PROVIDED TEXT

In Dubious Battle is a 2016 drama film directed and produced by James Franco, loosely based on John Steinbeck's 1936 novel of the same name, with a screenplay by Matt Rager. The film features an ensemble cast, consisting of Franco, Nat Wolff, Josh Hutcherson, Vincent D'Onofrio, Robert Duvall, Selena Gomez, Keegan Allen and Ed Harris. The film had its world premiere at the Venice Film Festival on September 3, 2016.

Plot
In Dubious Battle is the story of the working class during the Great Depression, striking against an increasingly cruel establishment in ways that would lead to the formation of workers' rights, including a minimum wage. Two men form a union of workers after their wages are cut from $3 a day to $1 a day."

Cast

Production

Casting
On January 30, 2015, it was announced that James Franco would not only direct the film but star in it too. Also cast was Vincent D'Onofrio, Robert Duvall, Ed Harris, Bryan Cranston, Selena Gomez, and Danny McBride has joined the production.

On March 16, 2015, Nat Wolff was cast in the lead role of Jim Nolan, the organizer of the strike by apple pickers in California. In the next two days, Josh Hutcherson, Zach Braff, Analeigh Tipton, John Savage, Ashley Greene, and Ahna O'Reilly would join the currently film production. Several days later on March 24, 2015, it was announced that Scott Haze has been cast as Frank.

EXTRACTED DATA

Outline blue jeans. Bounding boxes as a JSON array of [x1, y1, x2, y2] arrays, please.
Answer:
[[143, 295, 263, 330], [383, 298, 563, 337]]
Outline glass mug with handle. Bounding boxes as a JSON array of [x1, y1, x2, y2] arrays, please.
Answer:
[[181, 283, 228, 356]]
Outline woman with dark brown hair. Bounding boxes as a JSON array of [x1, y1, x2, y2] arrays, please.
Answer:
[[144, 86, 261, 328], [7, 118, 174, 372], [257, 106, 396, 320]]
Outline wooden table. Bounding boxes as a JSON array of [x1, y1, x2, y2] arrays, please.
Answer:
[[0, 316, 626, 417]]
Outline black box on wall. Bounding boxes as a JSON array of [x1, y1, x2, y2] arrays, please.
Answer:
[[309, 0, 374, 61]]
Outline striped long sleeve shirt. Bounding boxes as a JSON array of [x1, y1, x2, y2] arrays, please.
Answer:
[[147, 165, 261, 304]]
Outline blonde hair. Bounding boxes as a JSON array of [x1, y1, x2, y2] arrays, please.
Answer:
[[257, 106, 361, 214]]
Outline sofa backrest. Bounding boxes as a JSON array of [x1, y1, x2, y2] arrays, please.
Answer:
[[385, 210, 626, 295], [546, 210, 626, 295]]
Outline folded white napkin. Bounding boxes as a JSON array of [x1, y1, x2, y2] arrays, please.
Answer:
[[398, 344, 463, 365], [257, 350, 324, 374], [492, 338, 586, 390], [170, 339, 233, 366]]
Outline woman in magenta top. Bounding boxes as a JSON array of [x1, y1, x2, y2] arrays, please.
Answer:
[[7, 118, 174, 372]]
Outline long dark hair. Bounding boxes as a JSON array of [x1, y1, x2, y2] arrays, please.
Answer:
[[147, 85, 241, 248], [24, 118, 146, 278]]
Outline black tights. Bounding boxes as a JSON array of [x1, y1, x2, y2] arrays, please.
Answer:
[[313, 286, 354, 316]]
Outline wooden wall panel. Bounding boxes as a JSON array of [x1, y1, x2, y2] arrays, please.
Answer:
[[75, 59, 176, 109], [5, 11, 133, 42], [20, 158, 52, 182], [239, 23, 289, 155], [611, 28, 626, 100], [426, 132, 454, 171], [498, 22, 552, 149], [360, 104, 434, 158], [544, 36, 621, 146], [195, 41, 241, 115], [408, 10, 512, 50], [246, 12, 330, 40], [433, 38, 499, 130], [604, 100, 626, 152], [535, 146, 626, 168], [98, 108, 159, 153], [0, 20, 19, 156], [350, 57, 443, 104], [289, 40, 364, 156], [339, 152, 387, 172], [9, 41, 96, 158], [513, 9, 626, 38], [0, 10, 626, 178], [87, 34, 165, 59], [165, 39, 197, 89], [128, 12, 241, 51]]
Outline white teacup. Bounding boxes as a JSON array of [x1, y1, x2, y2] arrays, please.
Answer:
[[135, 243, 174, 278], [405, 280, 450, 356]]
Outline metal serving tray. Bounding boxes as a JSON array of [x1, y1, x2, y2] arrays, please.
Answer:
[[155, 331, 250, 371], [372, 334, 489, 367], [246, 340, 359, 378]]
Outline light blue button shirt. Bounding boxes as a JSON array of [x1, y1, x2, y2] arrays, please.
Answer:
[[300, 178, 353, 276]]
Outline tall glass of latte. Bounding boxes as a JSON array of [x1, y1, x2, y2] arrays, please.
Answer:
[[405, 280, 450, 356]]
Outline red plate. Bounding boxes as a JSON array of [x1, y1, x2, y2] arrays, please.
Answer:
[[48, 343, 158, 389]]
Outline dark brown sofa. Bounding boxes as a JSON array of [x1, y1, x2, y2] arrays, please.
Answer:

PROBLEM
Repeat word for word the stretch of the text on the film In Dubious Battle that begins at "In Dubious Battle is a" and ends after "September 3, 2016.".

SOLUTION TO THE PROBLEM
In Dubious Battle is a 2016 drama film directed and produced by James Franco, loosely based on John Steinbeck's 1936 novel of the same name, with a screenplay by Matt Rager. The film features an ensemble cast, consisting of Franco, Nat Wolff, Josh Hutcherson, Vincent D'Onofrio, Robert Duvall, Selena Gomez, Keegan Allen and Ed Harris. The film had its world premiere at the Venice Film Festival on September 3, 2016.